The task:
Pull out each line of the records below that contains the word "white", and copy those lines unchanged.
┄┄┄┄┄┄┄┄┄┄┄┄┄┄┄┄┄┄┄┄
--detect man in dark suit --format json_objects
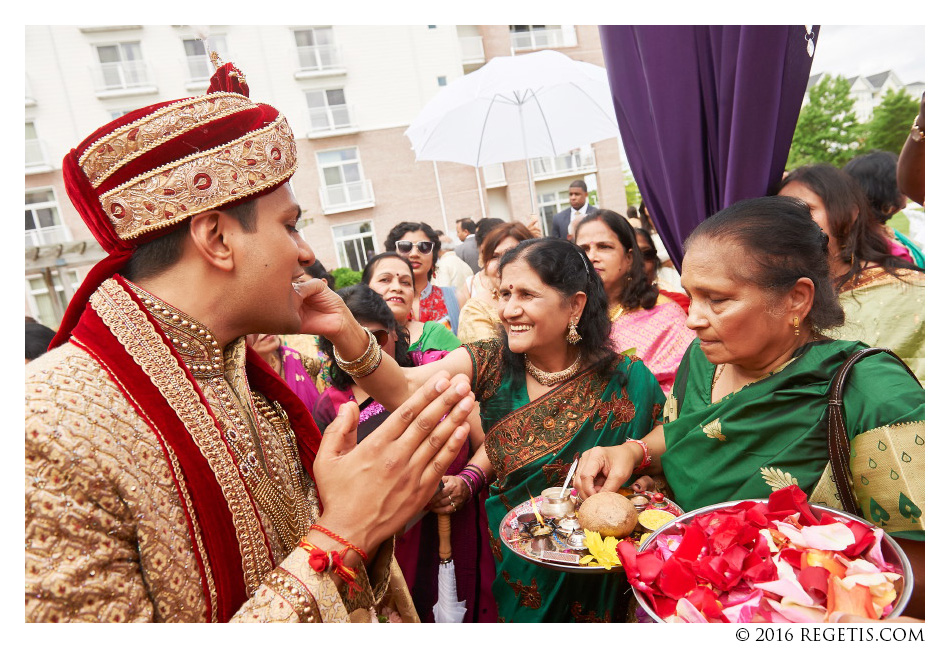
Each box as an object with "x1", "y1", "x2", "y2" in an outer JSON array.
[{"x1": 551, "y1": 180, "x2": 597, "y2": 240}]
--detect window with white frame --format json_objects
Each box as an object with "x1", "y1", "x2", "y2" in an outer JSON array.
[
  {"x1": 538, "y1": 191, "x2": 571, "y2": 235},
  {"x1": 96, "y1": 41, "x2": 148, "y2": 90},
  {"x1": 317, "y1": 147, "x2": 373, "y2": 210},
  {"x1": 508, "y1": 25, "x2": 565, "y2": 50},
  {"x1": 26, "y1": 121, "x2": 48, "y2": 167},
  {"x1": 26, "y1": 270, "x2": 80, "y2": 329},
  {"x1": 294, "y1": 27, "x2": 340, "y2": 70},
  {"x1": 305, "y1": 88, "x2": 353, "y2": 131},
  {"x1": 25, "y1": 188, "x2": 71, "y2": 247},
  {"x1": 331, "y1": 221, "x2": 376, "y2": 271},
  {"x1": 182, "y1": 34, "x2": 228, "y2": 83}
]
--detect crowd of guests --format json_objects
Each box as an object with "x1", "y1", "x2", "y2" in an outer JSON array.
[
  {"x1": 27, "y1": 152, "x2": 924, "y2": 622},
  {"x1": 26, "y1": 109, "x2": 925, "y2": 622},
  {"x1": 223, "y1": 152, "x2": 924, "y2": 622}
]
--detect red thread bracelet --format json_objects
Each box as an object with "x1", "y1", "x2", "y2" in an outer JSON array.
[
  {"x1": 625, "y1": 439, "x2": 653, "y2": 473},
  {"x1": 310, "y1": 524, "x2": 369, "y2": 563}
]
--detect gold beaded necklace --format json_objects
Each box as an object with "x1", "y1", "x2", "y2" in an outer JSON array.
[
  {"x1": 607, "y1": 304, "x2": 626, "y2": 322},
  {"x1": 524, "y1": 354, "x2": 581, "y2": 387}
]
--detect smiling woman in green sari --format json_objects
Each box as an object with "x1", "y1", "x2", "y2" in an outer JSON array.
[
  {"x1": 308, "y1": 239, "x2": 664, "y2": 621},
  {"x1": 575, "y1": 196, "x2": 924, "y2": 617}
]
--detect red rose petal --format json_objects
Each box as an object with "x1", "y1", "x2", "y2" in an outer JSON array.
[
  {"x1": 656, "y1": 557, "x2": 696, "y2": 599},
  {"x1": 673, "y1": 525, "x2": 706, "y2": 562}
]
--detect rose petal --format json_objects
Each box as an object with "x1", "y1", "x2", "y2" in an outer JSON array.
[
  {"x1": 761, "y1": 598, "x2": 825, "y2": 623},
  {"x1": 752, "y1": 578, "x2": 815, "y2": 607},
  {"x1": 722, "y1": 590, "x2": 763, "y2": 623},
  {"x1": 772, "y1": 522, "x2": 805, "y2": 548},
  {"x1": 657, "y1": 557, "x2": 696, "y2": 599},
  {"x1": 802, "y1": 522, "x2": 854, "y2": 551},
  {"x1": 802, "y1": 549, "x2": 848, "y2": 578},
  {"x1": 798, "y1": 567, "x2": 831, "y2": 605},
  {"x1": 673, "y1": 525, "x2": 706, "y2": 561},
  {"x1": 827, "y1": 576, "x2": 876, "y2": 619}
]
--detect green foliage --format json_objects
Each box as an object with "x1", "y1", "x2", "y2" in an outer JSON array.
[
  {"x1": 330, "y1": 268, "x2": 363, "y2": 290},
  {"x1": 787, "y1": 76, "x2": 862, "y2": 169},
  {"x1": 862, "y1": 88, "x2": 920, "y2": 155},
  {"x1": 623, "y1": 173, "x2": 643, "y2": 208}
]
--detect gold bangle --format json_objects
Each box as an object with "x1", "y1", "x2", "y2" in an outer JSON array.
[
  {"x1": 333, "y1": 326, "x2": 383, "y2": 378},
  {"x1": 333, "y1": 326, "x2": 376, "y2": 371},
  {"x1": 910, "y1": 115, "x2": 924, "y2": 142}
]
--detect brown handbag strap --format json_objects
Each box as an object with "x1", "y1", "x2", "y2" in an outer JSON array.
[{"x1": 828, "y1": 347, "x2": 920, "y2": 516}]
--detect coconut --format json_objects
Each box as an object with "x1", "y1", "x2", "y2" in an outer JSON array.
[{"x1": 577, "y1": 491, "x2": 637, "y2": 538}]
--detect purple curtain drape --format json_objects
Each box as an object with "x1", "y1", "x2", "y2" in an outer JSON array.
[{"x1": 600, "y1": 25, "x2": 818, "y2": 268}]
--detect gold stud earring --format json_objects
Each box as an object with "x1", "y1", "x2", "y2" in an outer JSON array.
[{"x1": 567, "y1": 320, "x2": 583, "y2": 344}]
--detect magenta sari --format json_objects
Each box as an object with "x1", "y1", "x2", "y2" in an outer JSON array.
[{"x1": 610, "y1": 301, "x2": 696, "y2": 396}]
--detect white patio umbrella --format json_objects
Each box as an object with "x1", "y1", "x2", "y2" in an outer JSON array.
[
  {"x1": 432, "y1": 513, "x2": 465, "y2": 623},
  {"x1": 406, "y1": 50, "x2": 619, "y2": 212}
]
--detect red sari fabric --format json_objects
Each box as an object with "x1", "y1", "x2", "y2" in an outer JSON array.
[{"x1": 660, "y1": 289, "x2": 689, "y2": 314}]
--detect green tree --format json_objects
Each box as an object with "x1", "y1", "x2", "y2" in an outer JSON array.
[
  {"x1": 862, "y1": 88, "x2": 920, "y2": 155},
  {"x1": 788, "y1": 76, "x2": 862, "y2": 169},
  {"x1": 330, "y1": 268, "x2": 363, "y2": 290}
]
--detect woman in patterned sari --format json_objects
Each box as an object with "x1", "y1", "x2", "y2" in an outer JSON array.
[
  {"x1": 575, "y1": 196, "x2": 924, "y2": 616},
  {"x1": 314, "y1": 238, "x2": 663, "y2": 621},
  {"x1": 779, "y1": 164, "x2": 925, "y2": 382},
  {"x1": 574, "y1": 209, "x2": 696, "y2": 394}
]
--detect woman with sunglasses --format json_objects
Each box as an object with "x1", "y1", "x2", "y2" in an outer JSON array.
[
  {"x1": 301, "y1": 238, "x2": 664, "y2": 622},
  {"x1": 245, "y1": 333, "x2": 325, "y2": 410},
  {"x1": 458, "y1": 222, "x2": 535, "y2": 342},
  {"x1": 574, "y1": 209, "x2": 696, "y2": 394},
  {"x1": 385, "y1": 221, "x2": 468, "y2": 333}
]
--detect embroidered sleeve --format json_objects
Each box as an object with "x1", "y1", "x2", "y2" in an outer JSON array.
[
  {"x1": 24, "y1": 345, "x2": 213, "y2": 622},
  {"x1": 231, "y1": 539, "x2": 395, "y2": 623},
  {"x1": 25, "y1": 404, "x2": 156, "y2": 622},
  {"x1": 231, "y1": 547, "x2": 349, "y2": 623}
]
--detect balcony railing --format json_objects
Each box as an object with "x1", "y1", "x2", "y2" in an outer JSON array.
[
  {"x1": 482, "y1": 163, "x2": 508, "y2": 188},
  {"x1": 26, "y1": 225, "x2": 71, "y2": 247},
  {"x1": 93, "y1": 61, "x2": 153, "y2": 93},
  {"x1": 511, "y1": 29, "x2": 564, "y2": 50},
  {"x1": 26, "y1": 140, "x2": 49, "y2": 169},
  {"x1": 459, "y1": 36, "x2": 485, "y2": 65},
  {"x1": 320, "y1": 180, "x2": 376, "y2": 214},
  {"x1": 185, "y1": 54, "x2": 214, "y2": 83},
  {"x1": 297, "y1": 45, "x2": 343, "y2": 72},
  {"x1": 531, "y1": 151, "x2": 597, "y2": 180},
  {"x1": 310, "y1": 104, "x2": 356, "y2": 135}
]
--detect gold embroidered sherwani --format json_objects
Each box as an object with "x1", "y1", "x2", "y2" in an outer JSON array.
[{"x1": 26, "y1": 280, "x2": 418, "y2": 622}]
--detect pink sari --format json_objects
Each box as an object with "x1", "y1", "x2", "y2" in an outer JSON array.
[{"x1": 610, "y1": 301, "x2": 696, "y2": 396}]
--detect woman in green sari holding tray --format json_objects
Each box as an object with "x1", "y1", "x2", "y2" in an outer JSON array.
[
  {"x1": 309, "y1": 239, "x2": 664, "y2": 622},
  {"x1": 575, "y1": 196, "x2": 925, "y2": 617}
]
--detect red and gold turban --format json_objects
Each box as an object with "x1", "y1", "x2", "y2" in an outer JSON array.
[{"x1": 50, "y1": 63, "x2": 297, "y2": 348}]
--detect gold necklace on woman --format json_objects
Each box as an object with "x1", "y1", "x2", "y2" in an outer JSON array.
[
  {"x1": 607, "y1": 304, "x2": 626, "y2": 322},
  {"x1": 524, "y1": 354, "x2": 581, "y2": 387}
]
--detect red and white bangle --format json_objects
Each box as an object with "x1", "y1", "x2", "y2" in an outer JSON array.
[{"x1": 624, "y1": 439, "x2": 653, "y2": 473}]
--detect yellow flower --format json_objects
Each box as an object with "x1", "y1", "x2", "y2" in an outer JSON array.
[{"x1": 581, "y1": 529, "x2": 620, "y2": 571}]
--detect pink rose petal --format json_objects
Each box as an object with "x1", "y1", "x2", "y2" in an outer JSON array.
[{"x1": 802, "y1": 522, "x2": 854, "y2": 551}]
┄┄┄┄┄┄┄┄┄┄┄┄┄┄┄┄┄┄┄┄
Task response:
--detect window with white frame --format json_objects
--detect white patio umbrella --format json_objects
--detect red and white bangle --format json_objects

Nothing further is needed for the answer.